▸ **What you will do**
Gather every line below that contains the word "pixels", and copy each one out in full.

Segment Start: Data for this task

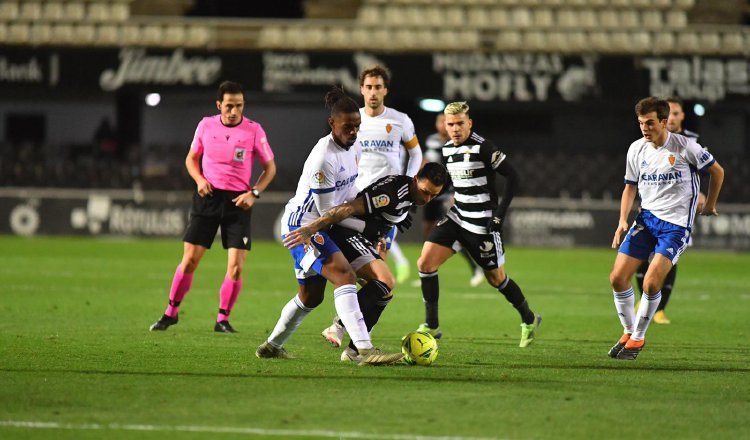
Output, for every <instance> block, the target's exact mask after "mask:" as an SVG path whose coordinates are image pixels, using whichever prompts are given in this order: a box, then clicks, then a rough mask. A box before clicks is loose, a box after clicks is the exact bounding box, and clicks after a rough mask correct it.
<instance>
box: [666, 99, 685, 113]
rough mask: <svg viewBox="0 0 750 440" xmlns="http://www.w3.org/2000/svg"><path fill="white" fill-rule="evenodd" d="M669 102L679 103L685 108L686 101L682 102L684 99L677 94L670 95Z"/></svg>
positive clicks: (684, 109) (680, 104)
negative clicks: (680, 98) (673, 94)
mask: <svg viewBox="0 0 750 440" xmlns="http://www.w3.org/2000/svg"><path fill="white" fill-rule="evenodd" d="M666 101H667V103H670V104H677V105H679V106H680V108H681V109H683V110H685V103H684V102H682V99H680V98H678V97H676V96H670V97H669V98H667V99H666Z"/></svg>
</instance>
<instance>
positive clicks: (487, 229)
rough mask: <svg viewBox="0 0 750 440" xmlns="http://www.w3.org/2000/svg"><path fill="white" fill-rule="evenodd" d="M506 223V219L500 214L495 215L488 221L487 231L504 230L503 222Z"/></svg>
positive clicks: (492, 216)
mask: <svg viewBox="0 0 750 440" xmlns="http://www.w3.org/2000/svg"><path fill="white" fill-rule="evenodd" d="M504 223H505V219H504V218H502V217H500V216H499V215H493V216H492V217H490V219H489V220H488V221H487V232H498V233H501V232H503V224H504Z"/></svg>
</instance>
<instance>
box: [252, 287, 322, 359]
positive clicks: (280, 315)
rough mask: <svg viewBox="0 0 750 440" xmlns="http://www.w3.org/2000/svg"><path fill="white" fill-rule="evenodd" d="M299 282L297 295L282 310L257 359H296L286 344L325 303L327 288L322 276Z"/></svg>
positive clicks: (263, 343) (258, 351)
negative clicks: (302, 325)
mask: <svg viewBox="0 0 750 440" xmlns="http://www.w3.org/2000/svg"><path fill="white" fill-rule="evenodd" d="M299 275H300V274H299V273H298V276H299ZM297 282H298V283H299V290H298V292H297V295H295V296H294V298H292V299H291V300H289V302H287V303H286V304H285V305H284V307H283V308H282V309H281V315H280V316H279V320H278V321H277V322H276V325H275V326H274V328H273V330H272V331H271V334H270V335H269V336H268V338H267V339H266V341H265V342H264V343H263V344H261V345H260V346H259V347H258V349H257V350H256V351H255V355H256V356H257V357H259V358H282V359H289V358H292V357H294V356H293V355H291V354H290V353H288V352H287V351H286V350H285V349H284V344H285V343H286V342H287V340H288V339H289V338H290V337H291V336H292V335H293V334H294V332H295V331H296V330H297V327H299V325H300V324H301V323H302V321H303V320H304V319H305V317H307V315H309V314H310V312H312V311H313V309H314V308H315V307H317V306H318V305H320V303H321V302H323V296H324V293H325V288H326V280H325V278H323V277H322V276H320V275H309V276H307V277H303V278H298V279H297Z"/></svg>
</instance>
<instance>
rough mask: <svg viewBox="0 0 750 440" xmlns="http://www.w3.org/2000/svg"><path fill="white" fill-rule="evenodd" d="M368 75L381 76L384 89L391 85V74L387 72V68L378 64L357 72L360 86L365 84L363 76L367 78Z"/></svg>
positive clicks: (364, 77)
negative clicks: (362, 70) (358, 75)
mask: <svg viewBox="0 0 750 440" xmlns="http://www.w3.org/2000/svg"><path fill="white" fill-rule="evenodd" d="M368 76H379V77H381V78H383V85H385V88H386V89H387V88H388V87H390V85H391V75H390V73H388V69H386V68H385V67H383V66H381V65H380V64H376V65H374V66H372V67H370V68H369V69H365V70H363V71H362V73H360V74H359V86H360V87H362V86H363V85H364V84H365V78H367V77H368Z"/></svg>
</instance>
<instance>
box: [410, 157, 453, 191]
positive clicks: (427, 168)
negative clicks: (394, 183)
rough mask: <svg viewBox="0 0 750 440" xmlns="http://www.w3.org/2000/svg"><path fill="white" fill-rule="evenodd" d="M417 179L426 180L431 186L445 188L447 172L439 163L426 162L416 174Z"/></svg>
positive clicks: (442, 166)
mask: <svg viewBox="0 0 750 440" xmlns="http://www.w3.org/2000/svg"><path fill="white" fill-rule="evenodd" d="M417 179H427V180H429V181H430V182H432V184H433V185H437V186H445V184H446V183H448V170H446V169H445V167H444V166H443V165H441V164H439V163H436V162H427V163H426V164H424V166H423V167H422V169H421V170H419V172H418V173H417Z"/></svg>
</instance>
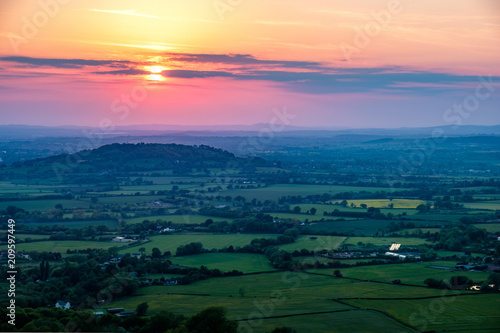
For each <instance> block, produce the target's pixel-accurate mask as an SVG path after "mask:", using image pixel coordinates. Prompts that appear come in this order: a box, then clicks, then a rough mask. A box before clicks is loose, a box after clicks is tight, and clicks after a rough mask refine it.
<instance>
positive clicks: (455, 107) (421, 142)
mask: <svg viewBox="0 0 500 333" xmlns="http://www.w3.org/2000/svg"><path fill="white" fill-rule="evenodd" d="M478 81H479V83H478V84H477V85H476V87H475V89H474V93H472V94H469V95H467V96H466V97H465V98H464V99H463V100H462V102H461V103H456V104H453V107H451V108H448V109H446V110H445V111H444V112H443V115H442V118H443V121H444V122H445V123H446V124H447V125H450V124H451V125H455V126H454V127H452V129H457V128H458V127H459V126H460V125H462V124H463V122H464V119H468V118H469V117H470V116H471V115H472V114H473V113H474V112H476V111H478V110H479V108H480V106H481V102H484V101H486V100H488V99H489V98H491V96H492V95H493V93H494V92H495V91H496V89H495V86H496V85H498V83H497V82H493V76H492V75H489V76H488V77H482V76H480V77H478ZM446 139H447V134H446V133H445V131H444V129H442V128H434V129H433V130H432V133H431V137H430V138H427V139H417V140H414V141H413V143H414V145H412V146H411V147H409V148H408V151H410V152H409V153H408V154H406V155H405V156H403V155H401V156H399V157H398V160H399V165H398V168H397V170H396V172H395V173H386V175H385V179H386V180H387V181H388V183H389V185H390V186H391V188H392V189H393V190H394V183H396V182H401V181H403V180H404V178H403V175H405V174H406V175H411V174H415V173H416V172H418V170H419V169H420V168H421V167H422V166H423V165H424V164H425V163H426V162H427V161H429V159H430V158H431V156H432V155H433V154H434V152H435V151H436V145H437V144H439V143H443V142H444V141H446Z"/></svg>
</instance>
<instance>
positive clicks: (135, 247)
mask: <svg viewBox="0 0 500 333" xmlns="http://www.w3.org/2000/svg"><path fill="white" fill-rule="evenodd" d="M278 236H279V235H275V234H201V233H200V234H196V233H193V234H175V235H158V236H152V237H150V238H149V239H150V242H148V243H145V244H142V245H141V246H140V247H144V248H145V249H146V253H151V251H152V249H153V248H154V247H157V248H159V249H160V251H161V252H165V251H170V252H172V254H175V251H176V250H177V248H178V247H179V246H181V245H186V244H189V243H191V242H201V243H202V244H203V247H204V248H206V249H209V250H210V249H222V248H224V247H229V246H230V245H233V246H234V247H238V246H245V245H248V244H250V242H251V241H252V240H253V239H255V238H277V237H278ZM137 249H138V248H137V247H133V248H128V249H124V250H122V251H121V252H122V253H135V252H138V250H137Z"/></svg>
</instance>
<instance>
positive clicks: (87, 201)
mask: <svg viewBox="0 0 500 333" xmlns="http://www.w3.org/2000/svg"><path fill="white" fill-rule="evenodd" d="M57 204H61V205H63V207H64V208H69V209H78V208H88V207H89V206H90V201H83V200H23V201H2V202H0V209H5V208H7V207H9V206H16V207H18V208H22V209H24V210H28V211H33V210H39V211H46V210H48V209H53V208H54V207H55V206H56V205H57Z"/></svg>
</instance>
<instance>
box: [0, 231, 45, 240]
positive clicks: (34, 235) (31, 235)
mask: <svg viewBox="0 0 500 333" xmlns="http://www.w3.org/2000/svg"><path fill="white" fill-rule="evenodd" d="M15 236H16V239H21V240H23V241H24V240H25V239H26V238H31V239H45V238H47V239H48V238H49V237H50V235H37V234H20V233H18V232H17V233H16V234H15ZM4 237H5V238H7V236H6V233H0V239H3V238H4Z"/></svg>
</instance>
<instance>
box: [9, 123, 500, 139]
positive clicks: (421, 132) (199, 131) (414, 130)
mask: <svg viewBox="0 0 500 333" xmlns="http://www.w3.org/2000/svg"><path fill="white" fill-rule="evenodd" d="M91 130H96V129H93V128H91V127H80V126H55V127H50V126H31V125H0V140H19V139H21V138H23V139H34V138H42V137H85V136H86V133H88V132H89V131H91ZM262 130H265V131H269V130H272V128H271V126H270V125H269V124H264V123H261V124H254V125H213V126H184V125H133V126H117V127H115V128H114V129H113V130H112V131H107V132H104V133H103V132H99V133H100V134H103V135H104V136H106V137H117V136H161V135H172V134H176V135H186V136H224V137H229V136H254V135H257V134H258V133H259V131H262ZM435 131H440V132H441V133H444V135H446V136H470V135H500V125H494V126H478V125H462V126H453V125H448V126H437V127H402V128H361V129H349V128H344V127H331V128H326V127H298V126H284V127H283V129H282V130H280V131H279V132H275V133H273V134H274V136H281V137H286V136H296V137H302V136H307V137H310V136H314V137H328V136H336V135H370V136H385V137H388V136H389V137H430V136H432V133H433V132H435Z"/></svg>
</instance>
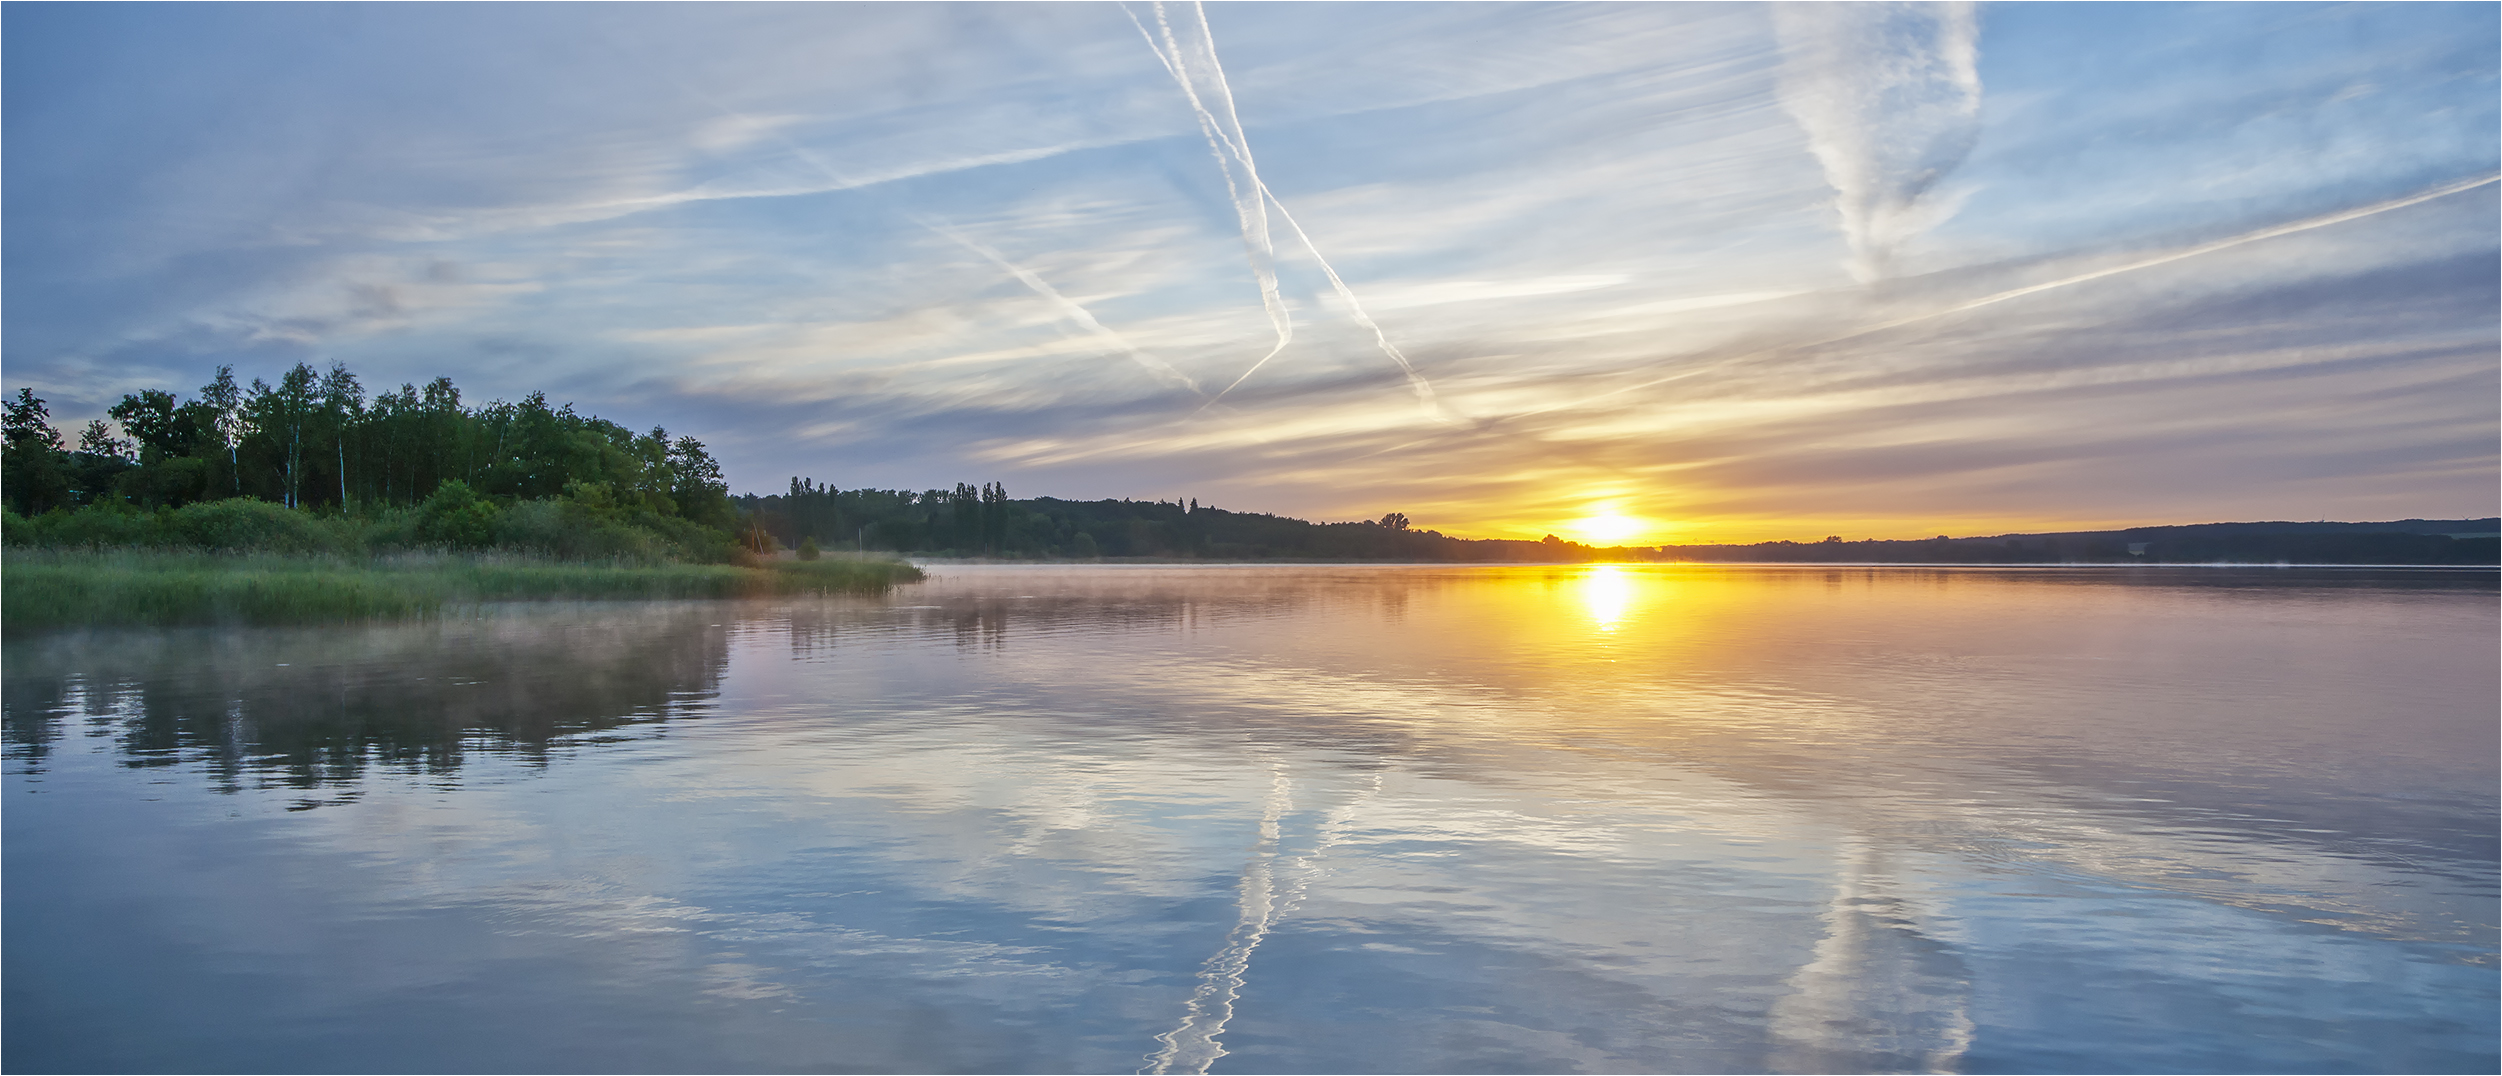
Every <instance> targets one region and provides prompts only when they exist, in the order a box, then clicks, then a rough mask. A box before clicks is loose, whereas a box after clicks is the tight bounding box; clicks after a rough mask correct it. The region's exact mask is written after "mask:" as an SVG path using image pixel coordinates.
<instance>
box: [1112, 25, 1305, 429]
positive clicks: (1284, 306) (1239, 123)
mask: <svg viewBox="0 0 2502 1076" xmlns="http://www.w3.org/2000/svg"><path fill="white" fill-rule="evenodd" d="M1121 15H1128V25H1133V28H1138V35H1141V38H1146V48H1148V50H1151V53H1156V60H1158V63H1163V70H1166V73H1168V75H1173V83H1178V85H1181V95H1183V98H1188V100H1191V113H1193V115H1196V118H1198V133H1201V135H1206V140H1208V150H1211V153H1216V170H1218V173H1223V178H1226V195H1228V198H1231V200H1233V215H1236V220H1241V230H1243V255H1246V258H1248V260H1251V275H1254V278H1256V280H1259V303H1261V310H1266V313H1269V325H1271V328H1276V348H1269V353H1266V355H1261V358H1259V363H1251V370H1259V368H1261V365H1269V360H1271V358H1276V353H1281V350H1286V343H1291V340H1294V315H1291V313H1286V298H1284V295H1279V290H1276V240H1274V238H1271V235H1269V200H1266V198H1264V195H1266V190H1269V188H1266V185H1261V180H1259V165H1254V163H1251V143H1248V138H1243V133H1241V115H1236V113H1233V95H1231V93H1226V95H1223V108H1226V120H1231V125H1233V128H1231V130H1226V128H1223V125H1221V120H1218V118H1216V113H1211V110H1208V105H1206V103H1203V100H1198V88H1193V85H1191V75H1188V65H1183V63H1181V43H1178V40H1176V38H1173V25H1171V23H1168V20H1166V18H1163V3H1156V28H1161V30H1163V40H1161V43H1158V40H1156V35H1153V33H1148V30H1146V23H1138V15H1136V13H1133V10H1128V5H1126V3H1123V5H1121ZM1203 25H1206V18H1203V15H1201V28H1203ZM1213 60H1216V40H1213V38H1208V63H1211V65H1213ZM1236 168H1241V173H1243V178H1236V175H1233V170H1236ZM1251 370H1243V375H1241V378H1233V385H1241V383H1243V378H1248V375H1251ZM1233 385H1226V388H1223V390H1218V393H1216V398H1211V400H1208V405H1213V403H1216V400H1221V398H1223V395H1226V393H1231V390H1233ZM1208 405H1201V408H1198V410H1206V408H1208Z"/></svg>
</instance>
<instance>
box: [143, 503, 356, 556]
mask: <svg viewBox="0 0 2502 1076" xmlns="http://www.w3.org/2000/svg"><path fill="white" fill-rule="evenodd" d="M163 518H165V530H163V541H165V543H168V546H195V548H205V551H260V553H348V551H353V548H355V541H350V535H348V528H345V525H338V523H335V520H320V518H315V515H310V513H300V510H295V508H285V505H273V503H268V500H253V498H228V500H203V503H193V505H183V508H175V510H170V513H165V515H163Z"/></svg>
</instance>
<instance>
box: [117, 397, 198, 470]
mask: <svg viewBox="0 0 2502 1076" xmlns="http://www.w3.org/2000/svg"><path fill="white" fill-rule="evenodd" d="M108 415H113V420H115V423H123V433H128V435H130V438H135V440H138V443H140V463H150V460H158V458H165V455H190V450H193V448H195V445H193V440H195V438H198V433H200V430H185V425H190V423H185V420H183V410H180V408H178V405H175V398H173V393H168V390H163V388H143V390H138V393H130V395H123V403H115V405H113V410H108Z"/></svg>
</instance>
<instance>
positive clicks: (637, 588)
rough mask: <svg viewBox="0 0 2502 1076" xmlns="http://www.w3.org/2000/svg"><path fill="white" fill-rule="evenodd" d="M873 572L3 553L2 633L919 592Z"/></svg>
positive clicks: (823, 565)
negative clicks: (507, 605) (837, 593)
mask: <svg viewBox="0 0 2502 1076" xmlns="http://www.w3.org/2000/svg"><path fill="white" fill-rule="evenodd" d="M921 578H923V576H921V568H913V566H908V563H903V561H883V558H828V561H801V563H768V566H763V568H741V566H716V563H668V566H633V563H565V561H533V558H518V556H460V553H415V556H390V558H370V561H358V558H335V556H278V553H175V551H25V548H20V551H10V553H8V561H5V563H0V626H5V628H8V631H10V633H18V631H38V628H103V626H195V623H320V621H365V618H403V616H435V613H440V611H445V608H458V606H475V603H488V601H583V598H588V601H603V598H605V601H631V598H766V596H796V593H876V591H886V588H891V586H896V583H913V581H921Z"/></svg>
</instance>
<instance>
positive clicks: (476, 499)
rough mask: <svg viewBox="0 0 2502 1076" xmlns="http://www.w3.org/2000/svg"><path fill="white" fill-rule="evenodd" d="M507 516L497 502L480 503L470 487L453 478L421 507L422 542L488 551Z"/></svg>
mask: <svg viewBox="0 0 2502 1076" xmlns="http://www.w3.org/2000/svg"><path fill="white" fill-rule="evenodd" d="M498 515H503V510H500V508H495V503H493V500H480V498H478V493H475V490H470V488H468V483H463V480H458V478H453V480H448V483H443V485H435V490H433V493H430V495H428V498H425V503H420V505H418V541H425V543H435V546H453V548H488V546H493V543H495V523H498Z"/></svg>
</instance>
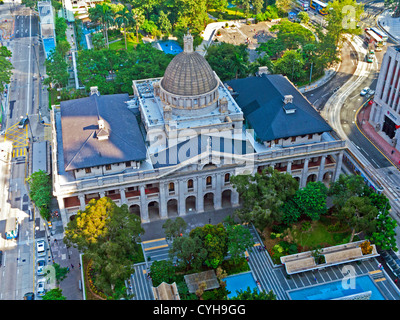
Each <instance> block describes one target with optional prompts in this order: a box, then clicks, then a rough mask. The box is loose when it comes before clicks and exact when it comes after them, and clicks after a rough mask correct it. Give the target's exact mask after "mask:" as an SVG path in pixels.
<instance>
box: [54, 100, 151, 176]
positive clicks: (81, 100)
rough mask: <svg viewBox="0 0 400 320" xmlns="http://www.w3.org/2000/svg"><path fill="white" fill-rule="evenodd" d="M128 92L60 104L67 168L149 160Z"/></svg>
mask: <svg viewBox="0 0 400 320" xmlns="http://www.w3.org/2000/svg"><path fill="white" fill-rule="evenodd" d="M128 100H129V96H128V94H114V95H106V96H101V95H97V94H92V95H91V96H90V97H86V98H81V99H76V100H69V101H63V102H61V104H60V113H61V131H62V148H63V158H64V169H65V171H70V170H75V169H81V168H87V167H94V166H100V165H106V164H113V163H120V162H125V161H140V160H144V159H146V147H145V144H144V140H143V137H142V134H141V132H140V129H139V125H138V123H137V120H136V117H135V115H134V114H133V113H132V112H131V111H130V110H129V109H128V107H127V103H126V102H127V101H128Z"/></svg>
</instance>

Segment End: Data for this task

▸ **Result for this task**
Output, for every <instance> block, the target's exact mask after "mask:" as an SVG path whose coordinates are image pixels, using whichever prompts are given in this order: a box, then clicks, then a rough mask. A box before clicks is loose, a box after clicks is the exact bounding box, and clicks after a rough mask correct it.
Each <instance> block describes one target with optional prompts in this order: a box, then clicks, then a rough mask. The box is loose when it comes before clicks and exact when it comes after them, and clicks after a rough mask correct it. Give the target's exact mask after "mask:" as an SVG path in pixels.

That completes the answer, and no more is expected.